Data:

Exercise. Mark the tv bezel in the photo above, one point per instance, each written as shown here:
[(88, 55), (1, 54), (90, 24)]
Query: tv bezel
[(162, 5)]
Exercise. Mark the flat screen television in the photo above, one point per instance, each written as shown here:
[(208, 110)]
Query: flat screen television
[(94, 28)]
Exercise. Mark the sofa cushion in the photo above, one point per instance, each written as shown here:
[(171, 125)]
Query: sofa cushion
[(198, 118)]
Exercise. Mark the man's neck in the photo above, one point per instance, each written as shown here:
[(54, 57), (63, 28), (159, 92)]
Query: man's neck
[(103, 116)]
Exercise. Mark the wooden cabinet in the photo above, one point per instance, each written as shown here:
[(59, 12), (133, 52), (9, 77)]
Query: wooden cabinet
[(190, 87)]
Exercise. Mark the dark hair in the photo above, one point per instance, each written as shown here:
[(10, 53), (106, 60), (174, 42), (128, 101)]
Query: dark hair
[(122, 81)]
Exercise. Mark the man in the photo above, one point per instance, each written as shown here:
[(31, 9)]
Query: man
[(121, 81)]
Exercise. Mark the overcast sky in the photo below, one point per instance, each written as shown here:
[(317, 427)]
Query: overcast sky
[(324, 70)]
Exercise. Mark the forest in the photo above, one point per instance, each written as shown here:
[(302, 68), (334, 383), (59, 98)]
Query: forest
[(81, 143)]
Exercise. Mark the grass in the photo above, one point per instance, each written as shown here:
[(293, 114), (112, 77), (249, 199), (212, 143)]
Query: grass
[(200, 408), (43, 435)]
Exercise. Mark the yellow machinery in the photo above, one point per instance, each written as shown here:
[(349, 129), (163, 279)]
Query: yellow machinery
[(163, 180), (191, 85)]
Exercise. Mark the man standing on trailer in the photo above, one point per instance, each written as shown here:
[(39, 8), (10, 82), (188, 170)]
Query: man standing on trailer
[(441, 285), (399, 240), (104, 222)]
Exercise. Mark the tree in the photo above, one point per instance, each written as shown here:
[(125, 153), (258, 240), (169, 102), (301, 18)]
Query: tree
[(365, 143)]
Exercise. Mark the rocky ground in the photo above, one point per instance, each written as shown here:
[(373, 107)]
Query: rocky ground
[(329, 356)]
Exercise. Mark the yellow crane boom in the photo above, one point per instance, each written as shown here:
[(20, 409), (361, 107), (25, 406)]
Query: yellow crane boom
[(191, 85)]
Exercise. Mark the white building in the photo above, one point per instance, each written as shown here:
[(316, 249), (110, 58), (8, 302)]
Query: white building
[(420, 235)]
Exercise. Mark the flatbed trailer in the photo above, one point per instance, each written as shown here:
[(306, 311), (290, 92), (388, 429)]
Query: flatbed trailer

Goal:
Using the material above, extract the line that contains "Exercise. Mark the yellow machinery" and every line after it, exactly as given; stop at the last line.

Response:
Exercise. Mark the yellow machinery in the photo above, one point per instance, each written as shown here:
[(349, 129), (163, 279)]
Query: yellow machinery
[(163, 180), (191, 85)]
Exercise. Mark the man standing on trailer in the photo above, one point per instance, each written as shown here:
[(39, 8), (10, 82), (188, 170)]
Query: man standing on trailer
[(441, 285), (399, 240), (104, 222)]
Exercise. Mark the tree in the photo above, one point per instance, each written as shown here:
[(125, 153), (258, 240), (169, 102), (301, 18)]
Query: tree
[(365, 143)]
Exercise. Mark the rocky ground in the photo above, one point per instance, each written as shown here:
[(373, 107)]
Query: rocky ground
[(329, 356)]
Exercise. Mark the yellow crane boom in the photo above, one point per instance, each written as shown here:
[(20, 409), (361, 107), (25, 406)]
Query: yellow crane boom
[(191, 85)]
Exercise. Mark the white building in the photo above, one point per instance, each written as shown here:
[(316, 249), (110, 58), (8, 302)]
Query: white building
[(420, 235)]
Exercise. Mark the flatbed trailer in the photo above, one point per instance, each written as shown here:
[(306, 311), (290, 92), (388, 429)]
Query: flatbed trailer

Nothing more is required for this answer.